● **Selected extract**

____

API errors and request delays
Resolved
Nov 26 at 07:16pm UTC
We're seeing healthy behavior since our upstream provider applied further fixes in the last hour. We will be sharing further details of how this happened once they are available.
Affected services
API
Updated
Nov 26 at 05:16pm UTC
The partner we're working with on this issue has shared with us that they are struggling to manage extremely high bandwidth to some of their systems and this is causing the impact which is affecting Replicate and our customers.
If you're affected and can change your models or deployments to run on other hardware (such as our newly-added L40S GPUs) that will mitigate the impact you're seeing, as this only impacts A100 GPUs.
Affected services
API
Updated
Nov 26 at 04:30pm UTC
We've noticed that the fix previously applied appears to have regressed. We've escalated this issue and will provide an update as soon as we have one.

____

● **Data segment**
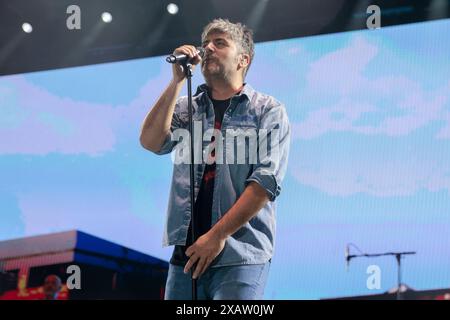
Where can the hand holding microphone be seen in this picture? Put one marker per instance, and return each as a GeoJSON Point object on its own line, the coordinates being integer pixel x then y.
{"type": "Point", "coordinates": [182, 54]}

____

● **List of tasks**
(A) Per the status page on API errors and request delays, which GPUs does the problem affect?
(B) Extend the status page on API errors and request delays, picking up right after its last sentence.
The data is separate material and has nothing to do with the status page on API errors.

● **Per-task answers**
(A) Only A100 GPUs.

(B)
Affected services
API
Updated
Nov 26 at 03:57pm UTC
As of a few minutes ago we believe the underlying issues here have been resolved. We don't fully understand the nature of the problem yet but will be following up with our partners to make sure we (and they) do.
Affected services
API
Updated
Nov 26 at 02:32pm UTC
We're continuing to investigate this issue, and are aware of the inconvenience this may be causing. We ask for your patience as we work with our infrastructure providers to identify the source of the disruption.
Affected services
API
Created
Nov 26 at 12:28pm UTC
We're aware of an issue affecting A100 hardware types which is causing delays and error responses from our API. We are investigating the issue and will provide an update when we have more information.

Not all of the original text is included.